## Contour labeling entries
%%

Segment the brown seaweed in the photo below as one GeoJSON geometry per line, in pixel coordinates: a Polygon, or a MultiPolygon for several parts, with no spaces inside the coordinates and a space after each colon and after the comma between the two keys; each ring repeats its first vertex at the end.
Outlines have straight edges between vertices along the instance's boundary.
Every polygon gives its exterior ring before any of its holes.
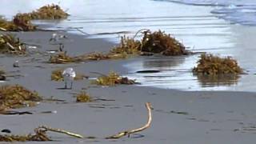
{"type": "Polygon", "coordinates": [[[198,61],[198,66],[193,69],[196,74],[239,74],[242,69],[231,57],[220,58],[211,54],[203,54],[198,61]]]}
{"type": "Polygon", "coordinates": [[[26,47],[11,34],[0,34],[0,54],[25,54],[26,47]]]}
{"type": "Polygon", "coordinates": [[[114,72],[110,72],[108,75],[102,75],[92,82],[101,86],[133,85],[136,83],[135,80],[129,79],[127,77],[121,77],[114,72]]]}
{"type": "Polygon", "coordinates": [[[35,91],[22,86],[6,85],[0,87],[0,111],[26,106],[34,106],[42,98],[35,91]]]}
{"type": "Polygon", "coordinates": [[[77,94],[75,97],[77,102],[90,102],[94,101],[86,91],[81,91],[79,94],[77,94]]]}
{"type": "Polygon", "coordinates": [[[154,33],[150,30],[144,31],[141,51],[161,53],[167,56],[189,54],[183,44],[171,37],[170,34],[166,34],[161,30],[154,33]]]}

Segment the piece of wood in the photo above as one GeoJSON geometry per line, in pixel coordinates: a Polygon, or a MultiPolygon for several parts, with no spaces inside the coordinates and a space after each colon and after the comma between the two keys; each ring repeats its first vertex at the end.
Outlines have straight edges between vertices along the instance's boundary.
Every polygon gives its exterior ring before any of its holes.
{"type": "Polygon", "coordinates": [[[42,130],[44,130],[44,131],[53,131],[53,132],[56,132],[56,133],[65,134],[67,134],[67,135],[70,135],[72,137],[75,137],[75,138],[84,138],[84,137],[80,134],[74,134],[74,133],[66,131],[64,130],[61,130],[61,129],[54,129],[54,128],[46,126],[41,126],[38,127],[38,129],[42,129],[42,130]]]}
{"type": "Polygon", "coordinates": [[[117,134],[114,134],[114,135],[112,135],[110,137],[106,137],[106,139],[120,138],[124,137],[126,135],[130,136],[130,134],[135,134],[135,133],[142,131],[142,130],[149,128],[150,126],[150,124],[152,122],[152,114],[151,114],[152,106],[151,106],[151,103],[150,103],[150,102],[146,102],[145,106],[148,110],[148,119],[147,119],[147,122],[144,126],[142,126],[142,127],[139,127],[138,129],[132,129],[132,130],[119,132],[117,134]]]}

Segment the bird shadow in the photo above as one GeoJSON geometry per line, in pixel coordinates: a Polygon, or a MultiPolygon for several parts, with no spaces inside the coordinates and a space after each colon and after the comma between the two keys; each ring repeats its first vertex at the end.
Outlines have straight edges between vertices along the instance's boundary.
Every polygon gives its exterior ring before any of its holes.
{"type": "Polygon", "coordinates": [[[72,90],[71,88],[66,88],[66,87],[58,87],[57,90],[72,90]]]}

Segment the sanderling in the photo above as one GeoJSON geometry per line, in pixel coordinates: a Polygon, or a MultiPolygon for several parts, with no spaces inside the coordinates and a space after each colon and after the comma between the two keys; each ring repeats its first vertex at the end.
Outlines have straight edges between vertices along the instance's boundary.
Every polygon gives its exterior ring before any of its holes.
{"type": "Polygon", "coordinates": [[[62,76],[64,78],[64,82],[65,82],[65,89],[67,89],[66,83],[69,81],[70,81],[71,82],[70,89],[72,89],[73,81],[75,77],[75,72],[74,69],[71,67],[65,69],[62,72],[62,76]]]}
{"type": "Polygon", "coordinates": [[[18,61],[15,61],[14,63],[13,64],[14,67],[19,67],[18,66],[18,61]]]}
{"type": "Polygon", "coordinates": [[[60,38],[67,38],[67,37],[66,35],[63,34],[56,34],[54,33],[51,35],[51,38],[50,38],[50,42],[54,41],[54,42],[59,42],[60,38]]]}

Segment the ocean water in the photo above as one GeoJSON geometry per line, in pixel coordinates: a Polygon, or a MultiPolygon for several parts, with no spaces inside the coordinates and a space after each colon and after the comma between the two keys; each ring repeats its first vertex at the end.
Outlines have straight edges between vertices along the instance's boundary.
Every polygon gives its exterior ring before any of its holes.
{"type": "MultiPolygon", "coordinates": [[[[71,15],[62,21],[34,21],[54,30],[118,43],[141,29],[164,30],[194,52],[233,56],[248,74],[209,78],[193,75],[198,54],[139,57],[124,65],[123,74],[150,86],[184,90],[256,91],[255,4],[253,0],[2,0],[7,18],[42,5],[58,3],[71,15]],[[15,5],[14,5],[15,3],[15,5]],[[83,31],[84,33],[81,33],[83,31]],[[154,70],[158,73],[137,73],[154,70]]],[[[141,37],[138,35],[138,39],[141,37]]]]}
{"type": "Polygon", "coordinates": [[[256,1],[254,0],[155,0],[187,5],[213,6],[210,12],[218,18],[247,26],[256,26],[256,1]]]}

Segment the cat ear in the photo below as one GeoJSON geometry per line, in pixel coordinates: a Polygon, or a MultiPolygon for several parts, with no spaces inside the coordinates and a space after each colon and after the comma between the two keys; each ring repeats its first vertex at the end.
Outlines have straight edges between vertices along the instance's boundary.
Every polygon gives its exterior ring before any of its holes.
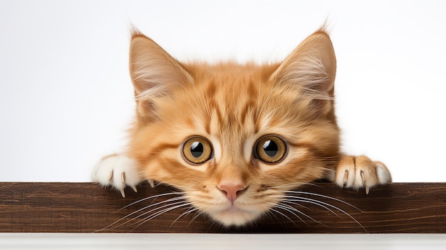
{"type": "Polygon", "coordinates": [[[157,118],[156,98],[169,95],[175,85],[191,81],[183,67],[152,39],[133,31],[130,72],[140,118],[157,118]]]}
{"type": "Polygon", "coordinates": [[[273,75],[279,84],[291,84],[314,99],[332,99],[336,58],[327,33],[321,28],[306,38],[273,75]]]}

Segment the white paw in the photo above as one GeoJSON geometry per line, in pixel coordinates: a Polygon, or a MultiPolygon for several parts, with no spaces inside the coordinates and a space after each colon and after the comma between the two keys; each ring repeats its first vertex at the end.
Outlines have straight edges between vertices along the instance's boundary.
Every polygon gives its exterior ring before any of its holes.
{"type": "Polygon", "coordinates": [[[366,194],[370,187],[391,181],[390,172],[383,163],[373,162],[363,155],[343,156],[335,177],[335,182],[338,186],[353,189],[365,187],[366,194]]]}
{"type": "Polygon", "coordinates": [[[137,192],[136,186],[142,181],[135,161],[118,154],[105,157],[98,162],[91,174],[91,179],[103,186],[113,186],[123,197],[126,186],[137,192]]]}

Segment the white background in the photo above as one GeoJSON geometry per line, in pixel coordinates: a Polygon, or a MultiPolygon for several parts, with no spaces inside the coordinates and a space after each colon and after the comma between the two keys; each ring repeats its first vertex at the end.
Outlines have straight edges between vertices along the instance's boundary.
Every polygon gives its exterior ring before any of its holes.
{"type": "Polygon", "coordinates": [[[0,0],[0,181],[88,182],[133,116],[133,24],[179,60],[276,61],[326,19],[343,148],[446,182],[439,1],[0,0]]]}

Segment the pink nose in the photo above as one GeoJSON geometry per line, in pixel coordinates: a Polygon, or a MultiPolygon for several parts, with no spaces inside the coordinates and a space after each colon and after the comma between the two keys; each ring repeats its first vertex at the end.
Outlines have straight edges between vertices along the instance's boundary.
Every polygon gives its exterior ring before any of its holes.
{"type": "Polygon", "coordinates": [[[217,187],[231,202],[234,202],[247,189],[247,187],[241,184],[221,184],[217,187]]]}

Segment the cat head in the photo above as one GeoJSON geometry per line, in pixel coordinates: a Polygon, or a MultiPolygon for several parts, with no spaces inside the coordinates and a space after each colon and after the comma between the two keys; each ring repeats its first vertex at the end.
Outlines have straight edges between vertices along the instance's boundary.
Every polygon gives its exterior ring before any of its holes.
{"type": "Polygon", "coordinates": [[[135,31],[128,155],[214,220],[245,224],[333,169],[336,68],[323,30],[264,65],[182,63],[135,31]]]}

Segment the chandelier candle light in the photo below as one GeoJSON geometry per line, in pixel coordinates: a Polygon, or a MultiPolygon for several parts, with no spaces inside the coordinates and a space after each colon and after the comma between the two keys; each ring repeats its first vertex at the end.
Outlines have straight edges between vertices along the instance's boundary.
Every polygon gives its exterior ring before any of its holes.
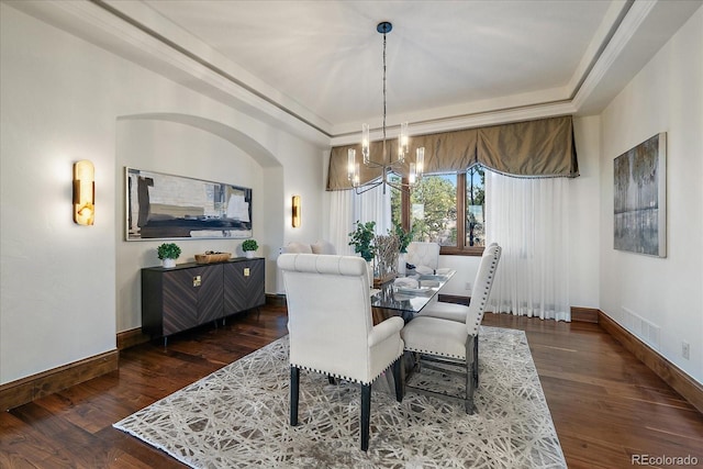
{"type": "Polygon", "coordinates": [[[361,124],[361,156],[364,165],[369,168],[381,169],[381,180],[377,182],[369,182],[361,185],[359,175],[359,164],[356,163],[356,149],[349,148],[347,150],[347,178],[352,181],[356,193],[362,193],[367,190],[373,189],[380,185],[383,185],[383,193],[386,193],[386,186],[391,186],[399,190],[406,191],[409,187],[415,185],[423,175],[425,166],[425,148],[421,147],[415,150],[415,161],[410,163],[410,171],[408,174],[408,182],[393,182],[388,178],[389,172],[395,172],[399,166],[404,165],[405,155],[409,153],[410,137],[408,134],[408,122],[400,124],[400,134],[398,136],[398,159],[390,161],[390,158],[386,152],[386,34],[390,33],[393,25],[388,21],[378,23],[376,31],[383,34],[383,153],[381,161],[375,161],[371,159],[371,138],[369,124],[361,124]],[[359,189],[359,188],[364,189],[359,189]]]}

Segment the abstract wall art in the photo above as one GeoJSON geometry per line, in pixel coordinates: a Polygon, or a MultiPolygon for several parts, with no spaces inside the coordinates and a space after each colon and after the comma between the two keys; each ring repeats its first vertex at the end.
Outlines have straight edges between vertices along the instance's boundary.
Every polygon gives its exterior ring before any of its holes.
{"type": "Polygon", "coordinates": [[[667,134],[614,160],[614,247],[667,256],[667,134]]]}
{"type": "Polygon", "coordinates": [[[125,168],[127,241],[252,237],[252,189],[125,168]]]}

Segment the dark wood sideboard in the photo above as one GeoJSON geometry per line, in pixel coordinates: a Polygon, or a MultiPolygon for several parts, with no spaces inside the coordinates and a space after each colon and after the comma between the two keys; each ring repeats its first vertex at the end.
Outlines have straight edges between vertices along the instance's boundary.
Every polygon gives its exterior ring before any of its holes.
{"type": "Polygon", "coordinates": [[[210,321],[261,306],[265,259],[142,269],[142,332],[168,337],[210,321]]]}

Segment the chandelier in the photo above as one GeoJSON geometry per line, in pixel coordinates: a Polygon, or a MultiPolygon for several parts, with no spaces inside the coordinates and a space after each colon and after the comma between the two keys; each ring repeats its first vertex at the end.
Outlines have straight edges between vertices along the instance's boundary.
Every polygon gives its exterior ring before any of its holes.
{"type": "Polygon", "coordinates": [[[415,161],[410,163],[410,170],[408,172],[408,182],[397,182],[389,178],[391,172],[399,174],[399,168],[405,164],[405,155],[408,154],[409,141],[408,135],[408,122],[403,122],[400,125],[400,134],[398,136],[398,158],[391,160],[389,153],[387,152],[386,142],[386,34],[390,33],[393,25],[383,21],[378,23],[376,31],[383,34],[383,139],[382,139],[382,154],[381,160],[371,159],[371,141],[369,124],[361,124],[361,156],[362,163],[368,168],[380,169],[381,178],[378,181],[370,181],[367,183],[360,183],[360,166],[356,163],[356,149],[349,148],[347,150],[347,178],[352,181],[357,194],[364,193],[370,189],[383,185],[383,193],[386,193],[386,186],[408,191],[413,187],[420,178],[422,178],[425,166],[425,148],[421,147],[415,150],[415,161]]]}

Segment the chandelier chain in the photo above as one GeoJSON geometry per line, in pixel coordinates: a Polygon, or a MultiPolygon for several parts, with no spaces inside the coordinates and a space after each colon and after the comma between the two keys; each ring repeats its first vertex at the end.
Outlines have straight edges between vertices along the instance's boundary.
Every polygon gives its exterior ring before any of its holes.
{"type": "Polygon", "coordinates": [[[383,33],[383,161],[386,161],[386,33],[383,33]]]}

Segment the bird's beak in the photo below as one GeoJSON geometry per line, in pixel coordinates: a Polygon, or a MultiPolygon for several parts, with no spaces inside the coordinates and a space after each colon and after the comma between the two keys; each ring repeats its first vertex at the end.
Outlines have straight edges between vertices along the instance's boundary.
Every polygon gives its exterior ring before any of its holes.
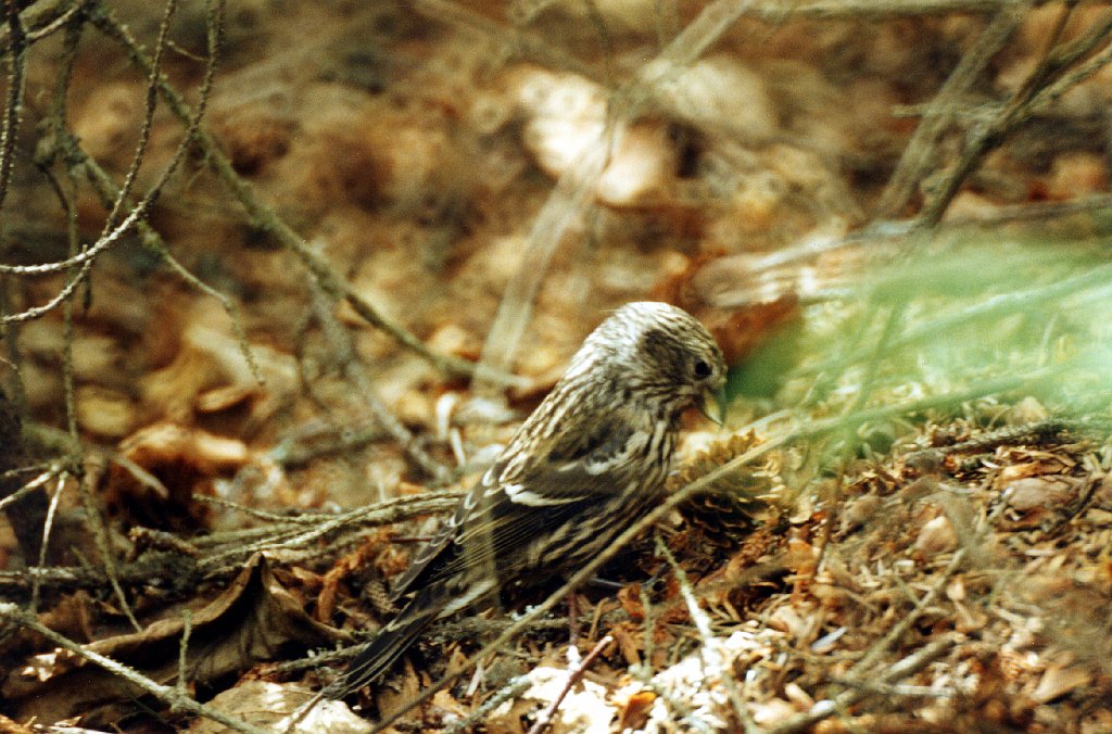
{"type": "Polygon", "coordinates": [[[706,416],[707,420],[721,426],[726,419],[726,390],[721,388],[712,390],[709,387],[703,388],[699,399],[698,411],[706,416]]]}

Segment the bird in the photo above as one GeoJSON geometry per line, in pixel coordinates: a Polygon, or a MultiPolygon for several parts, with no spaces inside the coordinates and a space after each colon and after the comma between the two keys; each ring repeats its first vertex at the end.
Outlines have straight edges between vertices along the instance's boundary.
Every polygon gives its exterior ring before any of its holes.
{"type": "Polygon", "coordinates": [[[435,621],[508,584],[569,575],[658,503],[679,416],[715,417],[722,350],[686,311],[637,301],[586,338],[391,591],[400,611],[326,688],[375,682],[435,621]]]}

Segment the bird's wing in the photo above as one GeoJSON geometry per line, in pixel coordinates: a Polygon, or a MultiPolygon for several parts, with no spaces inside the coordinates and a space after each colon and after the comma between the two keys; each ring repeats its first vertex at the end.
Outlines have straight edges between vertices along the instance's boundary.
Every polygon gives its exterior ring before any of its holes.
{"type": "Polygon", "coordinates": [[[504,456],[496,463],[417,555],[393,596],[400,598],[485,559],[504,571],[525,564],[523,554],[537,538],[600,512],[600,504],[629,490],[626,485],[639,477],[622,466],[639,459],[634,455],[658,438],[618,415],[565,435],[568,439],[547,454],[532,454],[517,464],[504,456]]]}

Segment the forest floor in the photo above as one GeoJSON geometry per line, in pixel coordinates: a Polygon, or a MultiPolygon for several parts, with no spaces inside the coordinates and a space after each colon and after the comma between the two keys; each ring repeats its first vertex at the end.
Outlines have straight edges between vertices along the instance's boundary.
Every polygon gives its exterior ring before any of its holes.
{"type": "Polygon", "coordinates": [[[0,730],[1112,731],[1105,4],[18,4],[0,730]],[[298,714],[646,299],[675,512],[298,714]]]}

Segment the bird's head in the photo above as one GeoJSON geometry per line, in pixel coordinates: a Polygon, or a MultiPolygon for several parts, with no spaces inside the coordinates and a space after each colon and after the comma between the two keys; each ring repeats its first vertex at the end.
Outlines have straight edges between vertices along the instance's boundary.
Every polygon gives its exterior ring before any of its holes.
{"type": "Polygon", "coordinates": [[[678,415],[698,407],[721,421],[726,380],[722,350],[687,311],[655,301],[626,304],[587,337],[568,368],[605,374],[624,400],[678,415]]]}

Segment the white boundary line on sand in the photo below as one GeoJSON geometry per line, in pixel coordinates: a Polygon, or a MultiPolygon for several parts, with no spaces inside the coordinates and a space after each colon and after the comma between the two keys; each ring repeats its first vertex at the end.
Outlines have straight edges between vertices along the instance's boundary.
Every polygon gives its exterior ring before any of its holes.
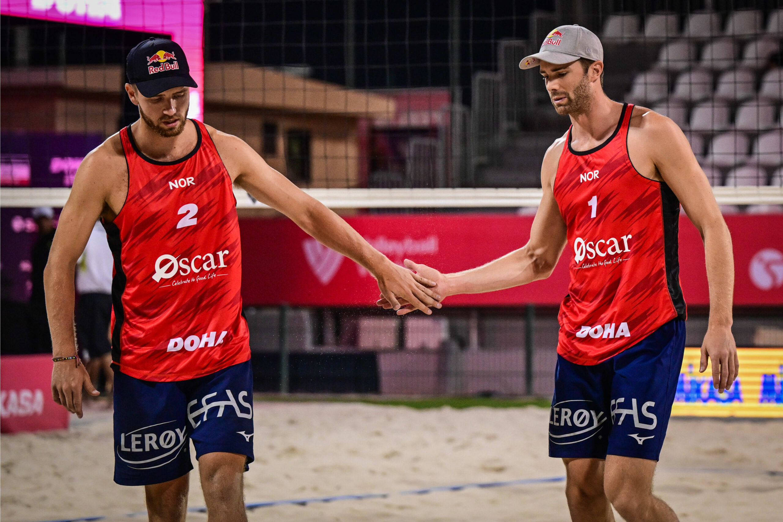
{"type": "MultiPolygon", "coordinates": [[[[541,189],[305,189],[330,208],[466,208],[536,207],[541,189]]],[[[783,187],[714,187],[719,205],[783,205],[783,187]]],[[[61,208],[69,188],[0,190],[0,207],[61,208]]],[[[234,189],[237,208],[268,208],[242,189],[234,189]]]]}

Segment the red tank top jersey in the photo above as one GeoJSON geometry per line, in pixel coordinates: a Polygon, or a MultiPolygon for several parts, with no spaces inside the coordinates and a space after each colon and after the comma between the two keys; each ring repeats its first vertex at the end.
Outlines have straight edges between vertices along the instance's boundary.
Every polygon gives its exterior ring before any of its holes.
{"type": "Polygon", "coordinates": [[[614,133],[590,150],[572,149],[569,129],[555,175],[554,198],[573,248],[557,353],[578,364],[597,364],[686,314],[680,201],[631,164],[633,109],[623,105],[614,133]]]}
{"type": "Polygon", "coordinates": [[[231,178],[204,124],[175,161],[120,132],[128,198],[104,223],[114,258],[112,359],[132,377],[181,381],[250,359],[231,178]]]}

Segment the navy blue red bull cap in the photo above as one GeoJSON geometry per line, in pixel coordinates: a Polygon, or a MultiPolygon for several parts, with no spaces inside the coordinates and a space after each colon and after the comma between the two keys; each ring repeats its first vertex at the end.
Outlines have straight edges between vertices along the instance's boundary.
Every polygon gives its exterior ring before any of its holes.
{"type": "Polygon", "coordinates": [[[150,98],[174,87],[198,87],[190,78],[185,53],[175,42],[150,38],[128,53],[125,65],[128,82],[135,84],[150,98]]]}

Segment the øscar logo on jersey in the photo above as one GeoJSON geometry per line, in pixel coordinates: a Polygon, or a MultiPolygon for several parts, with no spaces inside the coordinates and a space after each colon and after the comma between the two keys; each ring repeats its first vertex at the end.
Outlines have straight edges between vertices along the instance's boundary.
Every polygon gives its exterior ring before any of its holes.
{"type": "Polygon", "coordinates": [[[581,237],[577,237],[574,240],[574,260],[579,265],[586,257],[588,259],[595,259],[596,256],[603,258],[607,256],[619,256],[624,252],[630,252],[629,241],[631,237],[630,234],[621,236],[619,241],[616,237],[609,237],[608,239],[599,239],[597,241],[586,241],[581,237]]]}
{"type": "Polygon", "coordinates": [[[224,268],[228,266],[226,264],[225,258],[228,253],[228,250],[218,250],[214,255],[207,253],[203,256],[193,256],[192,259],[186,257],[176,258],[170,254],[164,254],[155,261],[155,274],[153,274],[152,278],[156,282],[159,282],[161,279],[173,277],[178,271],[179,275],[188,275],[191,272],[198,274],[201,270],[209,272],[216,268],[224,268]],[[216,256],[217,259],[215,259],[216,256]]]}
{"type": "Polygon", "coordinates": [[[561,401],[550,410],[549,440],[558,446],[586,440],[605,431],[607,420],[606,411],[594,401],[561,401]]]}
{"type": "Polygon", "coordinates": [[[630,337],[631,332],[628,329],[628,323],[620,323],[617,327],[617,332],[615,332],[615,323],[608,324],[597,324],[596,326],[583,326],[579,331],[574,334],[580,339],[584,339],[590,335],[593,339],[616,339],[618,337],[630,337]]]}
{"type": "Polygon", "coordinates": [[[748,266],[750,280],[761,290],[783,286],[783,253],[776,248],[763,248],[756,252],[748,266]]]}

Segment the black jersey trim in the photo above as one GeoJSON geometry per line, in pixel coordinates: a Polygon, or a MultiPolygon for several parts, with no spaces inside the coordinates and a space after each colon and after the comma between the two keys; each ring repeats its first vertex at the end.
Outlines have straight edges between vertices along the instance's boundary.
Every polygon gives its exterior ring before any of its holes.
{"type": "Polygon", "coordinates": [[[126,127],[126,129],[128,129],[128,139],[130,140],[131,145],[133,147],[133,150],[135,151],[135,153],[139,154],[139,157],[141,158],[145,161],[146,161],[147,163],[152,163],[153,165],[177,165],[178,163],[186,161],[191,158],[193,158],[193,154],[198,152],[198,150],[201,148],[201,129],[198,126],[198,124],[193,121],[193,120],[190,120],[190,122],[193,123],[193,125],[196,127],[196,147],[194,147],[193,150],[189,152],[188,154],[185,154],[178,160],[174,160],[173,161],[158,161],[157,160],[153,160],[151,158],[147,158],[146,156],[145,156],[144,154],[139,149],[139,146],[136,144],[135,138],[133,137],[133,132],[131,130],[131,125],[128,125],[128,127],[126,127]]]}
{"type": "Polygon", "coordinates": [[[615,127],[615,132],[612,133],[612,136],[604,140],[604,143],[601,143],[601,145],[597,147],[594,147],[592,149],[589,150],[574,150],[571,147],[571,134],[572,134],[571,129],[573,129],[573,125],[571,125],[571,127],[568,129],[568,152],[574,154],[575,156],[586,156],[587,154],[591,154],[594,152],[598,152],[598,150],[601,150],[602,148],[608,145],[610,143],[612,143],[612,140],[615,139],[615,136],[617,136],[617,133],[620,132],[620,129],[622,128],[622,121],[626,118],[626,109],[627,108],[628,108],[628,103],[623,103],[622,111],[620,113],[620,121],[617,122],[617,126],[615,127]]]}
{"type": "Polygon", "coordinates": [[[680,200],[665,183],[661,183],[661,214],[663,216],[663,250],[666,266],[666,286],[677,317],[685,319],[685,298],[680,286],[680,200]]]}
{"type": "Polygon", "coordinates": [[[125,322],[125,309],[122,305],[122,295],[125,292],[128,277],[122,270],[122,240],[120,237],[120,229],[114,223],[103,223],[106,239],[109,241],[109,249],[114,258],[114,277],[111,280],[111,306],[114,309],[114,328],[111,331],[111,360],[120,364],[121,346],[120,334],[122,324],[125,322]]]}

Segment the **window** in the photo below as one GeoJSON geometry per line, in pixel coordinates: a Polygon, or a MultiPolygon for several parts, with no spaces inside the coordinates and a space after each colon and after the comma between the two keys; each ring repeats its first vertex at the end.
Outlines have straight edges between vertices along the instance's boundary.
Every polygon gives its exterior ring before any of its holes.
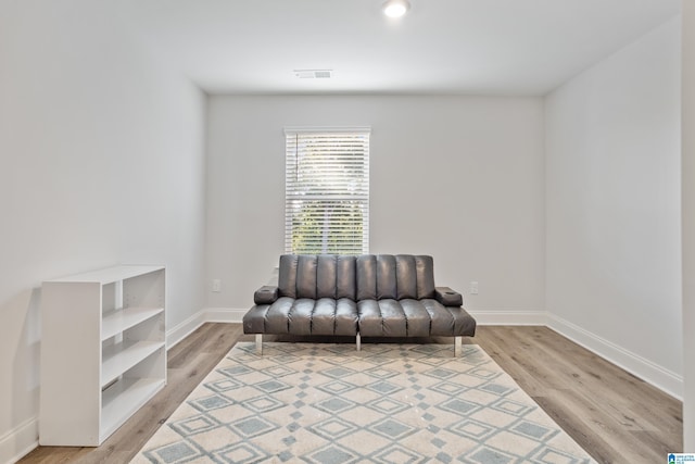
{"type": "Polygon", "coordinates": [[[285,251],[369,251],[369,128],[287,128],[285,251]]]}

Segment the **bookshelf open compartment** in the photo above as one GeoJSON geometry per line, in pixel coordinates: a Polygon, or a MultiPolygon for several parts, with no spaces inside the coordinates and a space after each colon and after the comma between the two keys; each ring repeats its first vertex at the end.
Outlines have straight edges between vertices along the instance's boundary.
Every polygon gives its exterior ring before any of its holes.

%%

## Given instruction
How many lines in the listing above contain the string "compartment"? Reply with the number alone.

## Solution for this problem
1